* _TEXT SEGMENT_
A Medicine Not Taken Is Not Yet Really Medicine

This medicine is like the rain of the Dharma in Chapter 5, the same rain that goes everywhere to nourish all kinds of plants, but is received differently because people are different in their abilities, in what they like and dislike, and in their backgrounds. In other words, Buddha-medicine needs to be different for different people. What is important is to discern what medicine will actually work for someone. The medicine prepared for and given to the children is not really medicine at all for them until they actually take it. A medicine that is not taken, no matter how well prepared and no matter how good the intentions of the physician, is not effective, not skillful, not yet really medicine.

The same is true of the Buddha Dharma. It has to be taken or embraced by somebody, has to become real spiritual nourishment for someone, in order to be effective. Again, this is why in the Dharma Flower Sutra teaching is always a two-way relationship. Dharma is not the Dharma until it is received and embraced by someone. And, of course, people are different – so the Dharma has to be taught in a great variety of ways, using different stories, different teachings, poetry as well as prose, and so on.

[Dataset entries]
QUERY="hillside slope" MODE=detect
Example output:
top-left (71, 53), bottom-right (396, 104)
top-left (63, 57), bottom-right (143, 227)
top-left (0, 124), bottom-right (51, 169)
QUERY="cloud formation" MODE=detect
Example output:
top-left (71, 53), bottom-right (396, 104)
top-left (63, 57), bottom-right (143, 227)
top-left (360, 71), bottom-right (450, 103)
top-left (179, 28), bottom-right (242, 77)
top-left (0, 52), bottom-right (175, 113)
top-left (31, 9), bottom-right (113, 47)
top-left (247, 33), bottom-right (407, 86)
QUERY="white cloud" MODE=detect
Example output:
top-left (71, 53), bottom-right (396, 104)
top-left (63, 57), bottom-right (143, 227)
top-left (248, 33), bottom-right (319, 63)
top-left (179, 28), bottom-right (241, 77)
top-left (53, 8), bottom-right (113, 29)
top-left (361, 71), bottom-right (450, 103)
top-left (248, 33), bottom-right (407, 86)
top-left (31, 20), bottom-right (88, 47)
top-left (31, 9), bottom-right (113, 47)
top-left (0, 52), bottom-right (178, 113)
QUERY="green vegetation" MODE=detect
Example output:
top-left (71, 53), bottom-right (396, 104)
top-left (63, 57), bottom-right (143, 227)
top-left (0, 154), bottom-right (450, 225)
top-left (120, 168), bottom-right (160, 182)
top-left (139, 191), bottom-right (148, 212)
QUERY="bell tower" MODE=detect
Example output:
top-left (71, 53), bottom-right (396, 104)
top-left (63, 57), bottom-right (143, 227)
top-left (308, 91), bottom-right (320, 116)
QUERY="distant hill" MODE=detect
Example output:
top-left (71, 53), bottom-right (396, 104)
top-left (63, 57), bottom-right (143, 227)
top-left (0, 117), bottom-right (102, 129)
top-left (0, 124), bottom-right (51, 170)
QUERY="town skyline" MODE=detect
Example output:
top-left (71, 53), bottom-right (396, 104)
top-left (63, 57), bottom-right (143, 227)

* _PROBLEMS AND TASKS_
1. In the passage on medicine and the Dharma, when does the medicine given to the children become really medicine for them?
2. Extend the passage on medicine and the Dharma, picking up after its final sentence.

* _TASK RESPONSES_
1. It becomes really medicine only when they actually take it.

2.
The same is true of religious practices. For some Buddhists, meditation is effective; for others, recitation; for others, careful observance of precepts; for still others, sutra study; and so on. It is through an ample variety of teachings and practices that the Dharma has been effective and can be effective still. If we insist that there is only one proper way to practice Buddhism, it would be as if the physician in this story decided to let the children die because they did not immediately take the medicine he had offered.